_O que fazer_
Escreva a continuação do texto sobre ilustradores que fazem sucesso nas redes sociais, começando logo depois da última frase dele.

_Texto de origem_
- - - -
A palavra para quem faz sucesso nas redes sociais é engajamento. Mais importante que número absoluto de seguidores, bomba nas redes quem alcança, além de likes, comentários e compartilhamentos, que funcionam como selo de aprovação. É isso que estão conquistando ilustradores que usam plataformas digitais para divertir, informar ou até para tocar em feridas do mundo real.

Após alguns anos de experiência como diretor de arte e ilustrador na publicidade, Pedro Leite, 36, migrou para a carreira de ilustrador e cartunista. Inicialmente os trabalhos eram voltados para fazer rir, mas em 2011 ele lançou a série Quadrinhos Ácidos em que o riso ficou em segundo plano e tomaram corpo sequências com títulos como “Estereótipos baratos”, “Racismo sem querer”, “Mundo ao contrário”.

 

 

“Meu público parece estar dividido em dois grupos: os que me amam e os que me odeiam”, avalia Pedro. Ambos os públicos compartilham os quadrinhos. O ilustrador aposta em temas feministas e diz que mais de 65% do seu público é composto por mulheres.

Para falar de causas femininas com propriedade, páginas bombam na internet pelo mundo todo com quadrinhos assinados por mulheres: Carol Rossetti (Mulheres), Bruna Maia (Estar Morta) e Helô D’Angelo são uns dos nomes que despontam entre aqueles que não precisam mais de tinta e papel para dar o recado: no desenho digital, desconstrução da masculinidade, direitos humanos e luta LGBT aparecem em personagens femininas com força e representatividade.

Os temas são tão importantes quanto “ácidos”. Assim como os quadrinhos de Pedro Leite, que viralizaram na internet, as tiras de Leandro Assis e Triscila Oliveira tocam em temas sociais caros e surgem para os criadores como válvula de escape diante da indignação política – tanto que, em sua versão inicial, a série Os santos se chamava Os Bolsominions, com críticas ferrenhas ao atual governo. (Veja mais no tópico Aqui não tem humor, logo abaixo)

Alexandre Beck, pai do Armandinho (o menino do cabelo azul de tiradas sagazes) também cutuca temas espinhosos com suas histórias – é considerado pelos críticos o primo brasileiro da Mafalda (argentina, do cartunista Quino) e do Calvin (americano, de Bill Watterson). Criado em 2009 para ilustrar uma pauta do Diário Catarinense, o personagem soma hoje mais de um milhão de fãs em sua página no facebook, administrada pelo próprio ilustrador. No Instagram, um perfil é alimentado por fãs e volta e meia se encontram tiras traduzidas para o espanhol, italiano, inglês e francês.
- - - -
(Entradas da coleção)
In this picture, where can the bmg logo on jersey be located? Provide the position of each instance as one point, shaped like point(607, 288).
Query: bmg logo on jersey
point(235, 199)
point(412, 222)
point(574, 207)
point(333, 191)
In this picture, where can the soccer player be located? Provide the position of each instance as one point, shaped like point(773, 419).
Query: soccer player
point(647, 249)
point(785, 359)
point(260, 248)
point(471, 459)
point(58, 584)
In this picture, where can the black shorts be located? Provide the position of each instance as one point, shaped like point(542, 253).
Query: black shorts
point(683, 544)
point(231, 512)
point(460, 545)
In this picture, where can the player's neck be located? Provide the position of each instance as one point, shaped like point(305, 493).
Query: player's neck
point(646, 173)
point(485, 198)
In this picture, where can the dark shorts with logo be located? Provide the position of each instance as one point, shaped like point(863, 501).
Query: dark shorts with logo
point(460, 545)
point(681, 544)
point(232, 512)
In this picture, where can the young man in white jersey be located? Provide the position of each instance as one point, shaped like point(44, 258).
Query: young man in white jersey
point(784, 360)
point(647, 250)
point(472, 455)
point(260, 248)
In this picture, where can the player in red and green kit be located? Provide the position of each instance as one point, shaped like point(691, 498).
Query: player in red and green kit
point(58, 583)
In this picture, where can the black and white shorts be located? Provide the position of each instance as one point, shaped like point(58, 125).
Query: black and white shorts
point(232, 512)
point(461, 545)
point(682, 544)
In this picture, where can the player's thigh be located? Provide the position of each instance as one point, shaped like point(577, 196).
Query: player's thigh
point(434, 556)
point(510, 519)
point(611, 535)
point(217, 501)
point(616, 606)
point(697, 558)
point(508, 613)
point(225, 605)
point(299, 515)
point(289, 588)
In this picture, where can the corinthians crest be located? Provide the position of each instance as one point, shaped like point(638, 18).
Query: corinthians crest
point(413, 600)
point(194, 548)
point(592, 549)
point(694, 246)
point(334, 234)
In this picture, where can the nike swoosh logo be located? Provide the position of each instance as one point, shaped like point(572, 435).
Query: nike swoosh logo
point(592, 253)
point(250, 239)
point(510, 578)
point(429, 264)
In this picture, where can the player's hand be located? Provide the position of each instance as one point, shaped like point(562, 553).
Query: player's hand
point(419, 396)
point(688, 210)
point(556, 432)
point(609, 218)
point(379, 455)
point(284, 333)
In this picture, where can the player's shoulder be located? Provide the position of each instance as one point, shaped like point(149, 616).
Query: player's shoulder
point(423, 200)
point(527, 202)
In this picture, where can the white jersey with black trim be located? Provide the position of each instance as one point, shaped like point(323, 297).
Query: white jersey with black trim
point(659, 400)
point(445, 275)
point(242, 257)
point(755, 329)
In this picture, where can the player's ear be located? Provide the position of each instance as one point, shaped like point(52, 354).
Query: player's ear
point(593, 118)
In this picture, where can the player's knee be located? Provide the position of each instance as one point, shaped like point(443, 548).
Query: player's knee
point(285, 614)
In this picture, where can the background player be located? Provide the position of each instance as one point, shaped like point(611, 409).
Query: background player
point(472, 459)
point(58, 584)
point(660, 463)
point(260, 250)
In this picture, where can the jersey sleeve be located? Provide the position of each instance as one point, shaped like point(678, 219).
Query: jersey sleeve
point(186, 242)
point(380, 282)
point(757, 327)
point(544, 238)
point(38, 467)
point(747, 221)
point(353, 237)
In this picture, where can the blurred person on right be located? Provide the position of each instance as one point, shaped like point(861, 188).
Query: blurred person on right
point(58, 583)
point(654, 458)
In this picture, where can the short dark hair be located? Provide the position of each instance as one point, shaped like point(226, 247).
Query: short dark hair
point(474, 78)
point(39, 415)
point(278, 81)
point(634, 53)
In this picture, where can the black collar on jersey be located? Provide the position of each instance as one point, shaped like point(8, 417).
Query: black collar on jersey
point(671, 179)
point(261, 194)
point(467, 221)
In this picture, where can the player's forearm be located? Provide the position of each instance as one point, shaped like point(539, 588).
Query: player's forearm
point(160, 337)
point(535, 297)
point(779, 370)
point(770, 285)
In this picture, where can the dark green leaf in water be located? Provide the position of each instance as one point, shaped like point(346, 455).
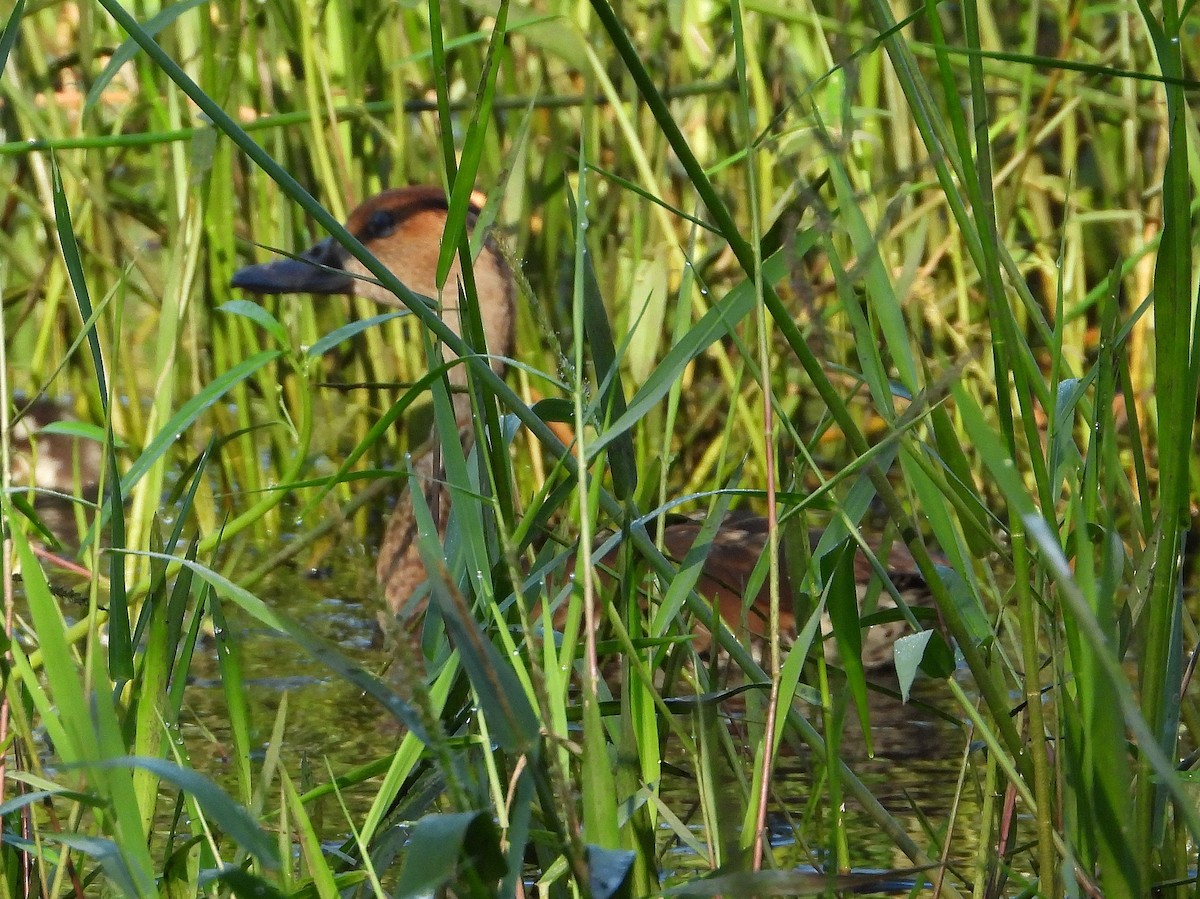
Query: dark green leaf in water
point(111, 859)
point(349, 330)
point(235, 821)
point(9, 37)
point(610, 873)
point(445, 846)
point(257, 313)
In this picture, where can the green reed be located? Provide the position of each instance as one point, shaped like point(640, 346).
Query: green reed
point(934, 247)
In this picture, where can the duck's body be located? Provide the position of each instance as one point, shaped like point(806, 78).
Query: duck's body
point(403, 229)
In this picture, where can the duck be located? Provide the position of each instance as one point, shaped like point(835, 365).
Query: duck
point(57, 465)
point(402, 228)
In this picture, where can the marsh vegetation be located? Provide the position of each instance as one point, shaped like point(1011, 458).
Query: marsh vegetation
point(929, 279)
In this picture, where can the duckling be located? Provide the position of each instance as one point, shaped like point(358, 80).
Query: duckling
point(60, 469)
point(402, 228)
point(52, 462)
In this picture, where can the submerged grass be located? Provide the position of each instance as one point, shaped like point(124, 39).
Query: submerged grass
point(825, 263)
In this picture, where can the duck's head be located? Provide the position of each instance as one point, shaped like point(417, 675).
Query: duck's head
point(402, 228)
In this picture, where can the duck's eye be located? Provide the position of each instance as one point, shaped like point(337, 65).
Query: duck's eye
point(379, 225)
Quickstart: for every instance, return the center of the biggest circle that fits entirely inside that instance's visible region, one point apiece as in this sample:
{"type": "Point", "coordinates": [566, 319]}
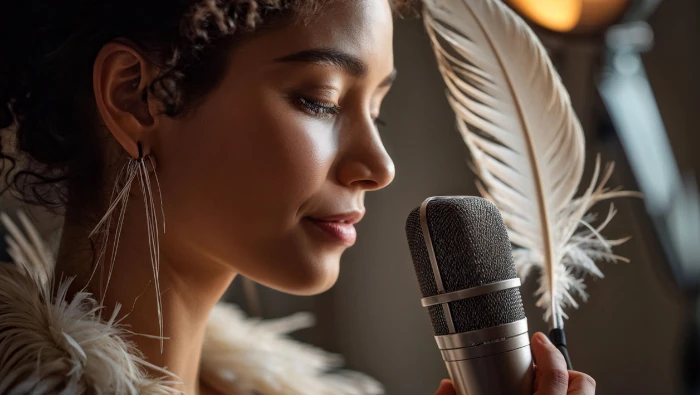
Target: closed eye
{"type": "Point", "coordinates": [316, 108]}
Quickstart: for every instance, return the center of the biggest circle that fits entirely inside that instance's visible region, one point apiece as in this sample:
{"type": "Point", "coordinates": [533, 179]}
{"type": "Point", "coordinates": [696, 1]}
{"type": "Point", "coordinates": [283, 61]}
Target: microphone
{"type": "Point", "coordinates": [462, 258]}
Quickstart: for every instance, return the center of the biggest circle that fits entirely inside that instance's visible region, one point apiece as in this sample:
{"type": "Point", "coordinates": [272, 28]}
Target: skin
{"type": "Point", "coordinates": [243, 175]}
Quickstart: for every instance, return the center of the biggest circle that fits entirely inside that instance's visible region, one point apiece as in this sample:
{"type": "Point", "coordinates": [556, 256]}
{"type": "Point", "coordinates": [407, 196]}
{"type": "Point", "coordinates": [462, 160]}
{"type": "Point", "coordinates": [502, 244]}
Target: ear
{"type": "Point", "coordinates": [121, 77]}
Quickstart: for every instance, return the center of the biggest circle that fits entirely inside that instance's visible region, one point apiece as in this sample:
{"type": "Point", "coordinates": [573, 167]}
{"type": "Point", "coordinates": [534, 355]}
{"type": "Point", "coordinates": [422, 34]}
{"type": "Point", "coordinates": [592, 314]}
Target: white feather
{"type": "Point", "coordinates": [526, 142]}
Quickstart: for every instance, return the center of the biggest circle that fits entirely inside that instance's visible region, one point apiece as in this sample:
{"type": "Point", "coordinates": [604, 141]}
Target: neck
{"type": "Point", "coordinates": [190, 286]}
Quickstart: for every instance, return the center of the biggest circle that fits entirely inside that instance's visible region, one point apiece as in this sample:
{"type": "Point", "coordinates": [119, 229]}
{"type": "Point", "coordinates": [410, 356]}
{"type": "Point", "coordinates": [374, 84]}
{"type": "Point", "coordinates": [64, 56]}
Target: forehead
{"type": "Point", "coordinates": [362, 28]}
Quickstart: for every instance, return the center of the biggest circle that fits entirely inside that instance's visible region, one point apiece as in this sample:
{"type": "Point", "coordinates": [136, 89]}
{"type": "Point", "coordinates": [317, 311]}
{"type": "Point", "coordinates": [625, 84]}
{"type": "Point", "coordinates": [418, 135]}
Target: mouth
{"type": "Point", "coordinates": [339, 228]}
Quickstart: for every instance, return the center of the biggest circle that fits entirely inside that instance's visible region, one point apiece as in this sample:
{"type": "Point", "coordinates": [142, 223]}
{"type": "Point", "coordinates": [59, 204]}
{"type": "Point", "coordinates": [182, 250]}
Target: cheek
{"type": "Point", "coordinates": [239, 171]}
- - - -
_Área de resposta_
Preconceito, racismo, empatia, violência: tudo isso é abordado de maneira crítica e com bom humor no quadrinho que se tornou um fenômeno das redes sociais. “Não me sinto no direito de me omitir”, diz em entrevista. “Não conseguiria deixar de fazer tiras não abordando os assuntos que julgo importantes”.

Beck colabora com a Revestrés desde a edição 39. “Gosto de ter um material impresso”, afirmou. “É documental, sem a efemeridade do virtual”. “Nas publicações nos jornais impressos do Sul do país, sei que atinjo um leitor diferente do público “normal” do Armandinho”, avalia. “Não sei, na verdade, como ele é recebido por esses leitores, mas acho importante estar lá também”.

As redes proporcionaram aumento de engajamento e projeção – um canal direto com o público foi aberto. No entanto, nem sempre os comentários são uníssonos. Para a cartunista Laerte, que cruzou as gerações e convive em sincronia com a grande imprensa e o ambiente digital, o feedback rápido e direto é o grande trunfo das novas mídias. Sem edição, sem rodeios: fãs e haters no mesmo patamar.

Mulheres, quadrinhos e política

Um dos projetos que alcançou grande visibilidade e ganhou o mundo foi Mulheres, de Carol Rossetti, com discussões feministas, de igualdade de gênero e abordando o protagonismo das mulheres. Em 2014, a ilustradora e quadrinista mineira, de forma despretensiosa, começou a produzir ilustrações que retratavam mulheres plurais, falando sobre amor-próprio, respeito e o direito de serem quem quiserem ser. Em pouco tempo, suas postagens começaram a ser compartilhadas, foram traduzidas para diversos idiomas, e resultaram em um livro físico.

 

Bruna Maia, quadrinhista da página Estar Morta, em seu primeiro livro, Manual da Esposa Pós-Moderna, propõe uma reflexão quanto a desconstrução da masculinidade nos homens e ao papel da mulher dentro dos relacionamentos, partindo da sua observação de que ainda hoje se reproduzem práticas de décadas passadas. A presença de quadrinhos como esses nas redes sociais, feitos por mulheres com temáticas voltadas a elas, contribui para que as personagens sejam retratadas sem estereótipos e faz com que assuntos necessários sejam repassados para o grande público de forma mais clara.

Para a quadrinista e cartunista Helô D’Angelo, isso contribui com a melhor representação das mulheres. “Primeiro tem a questão da visibilidade, de você se ver numa produção, numa personagem. Além disso, quando você é mulher, consegue criar personagens femininas muito mais verdadeiras. Não que os homens não consigam, mas eu acho que a gente tem esse privilégio de falar de algumas questões que nós mesmas passamos”, explica.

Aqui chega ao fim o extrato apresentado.